- [Written exercise 1] Set down everything from "There are 27" down to "held by WUCWO?" in the interview, word for word.

Please find below the translation of an interview with WUCWO Board Member Helen Kwon Kyung Soo, which was presented in Catholic Peace Press.
Meeting with Catholics in Leadership Position
Dr Helen Kyung Soo Kwon – Professor Emeritus, Ewha Womans University
“In my on-going service of the poor I wish to be become the tabernacle of the Lord”
I have just meet with Dr Helen Kyung Soo Kwon, Emeritus professor of Ewha Womans University and a leader in the global Church. She taught English Literature for thirty years and is presently a member of the executive board of the World Union of Catholic Women’s Organizations (WUCWO). Her humble but enthusiastic “yes” to the call of God and the Church has shaped her life: a journey of awakening to both the realities of violence and discrimination against women but also to the integrity and value of all human life. As a member of WUCWO she has been involved with Catholic women from around the world in their care for woman and children who are victims of war and violence. In its advocacy work, WUCWO engages with both governments around the world and U.N. agencies. Dr Kwon is woman that never forgets that all service is, from start to finish, a prayer. Her vision of church is of an institution which gently embraces women who are not just mothers but also devoted workers in their faith communities. The purity of her first experience of God’s call remains as she prays for Church which fervently serves the poor. Now let us look more deeply into the courageous but humble response of this women whose faith rests in God’s joyful invitation to all women to share in the Divine reign.
▶Presently you are a board member of the World Union of Catholic Women’s Organisations (WUCWO).
There are 27 board members coming from the five continents. Each country nominates one from amongst its number who is an active leader in the both pastoral service and evangelization. I was nominated by the Catholic Women’s Federation of Korea and subsequently elected onto the Board. I was first elected in 2010 and continue in that position until the present moment. This year, WUCWO marks its 107th year as a Vatican ratified organization. WUCWO seeks to enable Catholic women to accept their responsibilities for Mission by actively participating in human development.
▶ This year, what event is being held by WUCWO?
This year we host our General Assembly. Held quadrennially, the Assembly elects a new board and chooses a thematic focus for the following four years. The theme for the last four years (2014 – 2018) was “Hope in action in the service of family, youth, and the suffering of the world”. This theme gave focus to multiple activities including advocating for the human rights and protection of women subjected to human trafficking, and assistance to single mothers and their children. Other initiatives included the active engagement and support for drug and alcohol prevention initiatives as well as promoting the right to access safe, potable water and sanitation – the latter, a particular focus for Africa. The Assembly also paid attention to the special circumstances and struggles of women in the Middle East. General Assembly In 2018, the topic is
Carriers of “Living Water ” to a world which thirsts peace.

- [Written exercise 2] Locate each line in the rows below that contains the string "white" and copy it out, treating uppercase and lowercase as different.

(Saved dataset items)

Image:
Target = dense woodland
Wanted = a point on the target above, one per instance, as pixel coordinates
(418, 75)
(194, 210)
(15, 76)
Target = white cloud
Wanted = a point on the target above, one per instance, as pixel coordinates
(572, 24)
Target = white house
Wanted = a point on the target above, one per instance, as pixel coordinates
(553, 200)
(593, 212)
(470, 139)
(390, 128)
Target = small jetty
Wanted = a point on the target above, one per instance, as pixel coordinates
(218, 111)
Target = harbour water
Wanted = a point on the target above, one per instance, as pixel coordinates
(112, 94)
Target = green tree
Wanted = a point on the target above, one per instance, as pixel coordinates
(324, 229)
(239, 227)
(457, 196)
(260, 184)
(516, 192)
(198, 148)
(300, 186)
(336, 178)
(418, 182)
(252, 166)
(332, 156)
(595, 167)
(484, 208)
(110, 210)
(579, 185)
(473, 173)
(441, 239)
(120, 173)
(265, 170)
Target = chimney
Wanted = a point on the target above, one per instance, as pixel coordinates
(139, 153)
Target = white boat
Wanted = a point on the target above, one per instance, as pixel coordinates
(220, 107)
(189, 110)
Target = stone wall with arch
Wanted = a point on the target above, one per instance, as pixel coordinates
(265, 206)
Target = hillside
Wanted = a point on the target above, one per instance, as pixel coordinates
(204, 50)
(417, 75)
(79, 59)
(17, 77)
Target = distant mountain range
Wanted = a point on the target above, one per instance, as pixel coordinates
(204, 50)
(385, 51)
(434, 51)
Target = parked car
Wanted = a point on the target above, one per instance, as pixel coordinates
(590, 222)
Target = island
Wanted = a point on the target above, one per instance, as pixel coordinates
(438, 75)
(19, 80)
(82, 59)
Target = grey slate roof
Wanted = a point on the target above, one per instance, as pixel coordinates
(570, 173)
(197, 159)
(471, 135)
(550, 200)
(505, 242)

- [Full response 1]
There are 27 board members coming from the five continents. Each country nominates one from amongst its number who is an active leader in the both pastoral service and evangelization. I was nominated by the Catholic Women’s Federation of Korea and subsequently elected onto the Board. I was first elected in 2010 and continue in that position until the present moment. This year, WUCWO marks its 107th year as a Vatican ratified organization. WUCWO seeks to enable Catholic women to accept their responsibilities for Mission by actively participating in human development.
▶ This year, what event is being held by WUCWO?

- [Full response 2]
Target = white cloud
Target = white house
Target = white boat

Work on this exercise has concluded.